--- TASK TO CARRY OUT ---
Output an exact reproduction of the data.

--- GIVEN ENTRIES ---

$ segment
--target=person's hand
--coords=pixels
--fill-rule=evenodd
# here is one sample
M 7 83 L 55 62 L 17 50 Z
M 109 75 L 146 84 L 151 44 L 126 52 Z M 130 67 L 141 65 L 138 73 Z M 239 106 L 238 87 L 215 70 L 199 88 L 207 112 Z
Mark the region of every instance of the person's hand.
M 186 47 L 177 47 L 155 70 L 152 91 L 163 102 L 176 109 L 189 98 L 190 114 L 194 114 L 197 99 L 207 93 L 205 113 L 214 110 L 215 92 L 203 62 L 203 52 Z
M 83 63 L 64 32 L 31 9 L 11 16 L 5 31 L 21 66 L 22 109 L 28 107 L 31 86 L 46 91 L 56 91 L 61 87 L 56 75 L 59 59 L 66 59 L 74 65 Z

--- OUTPUT OF THE TASK ---
$ segment
--target=person's hand
--coords=pixels
--fill-rule=evenodd
# here is one sample
M 7 83 L 55 62 L 17 50 Z
M 109 75 L 146 84 L 151 44 L 126 52 Z M 130 67 L 141 65 L 138 73 Z M 239 106 L 238 87 L 215 70 L 199 88 L 207 112 Z
Mark the region of every instance of the person's hand.
M 186 47 L 177 47 L 155 70 L 152 91 L 163 102 L 176 109 L 189 98 L 190 114 L 194 114 L 197 99 L 207 93 L 205 113 L 214 110 L 215 92 L 203 62 L 203 52 Z
M 83 63 L 64 32 L 31 9 L 11 16 L 5 31 L 21 66 L 22 109 L 28 107 L 31 86 L 46 91 L 56 91 L 61 87 L 56 75 L 59 59 L 66 59 L 74 65 Z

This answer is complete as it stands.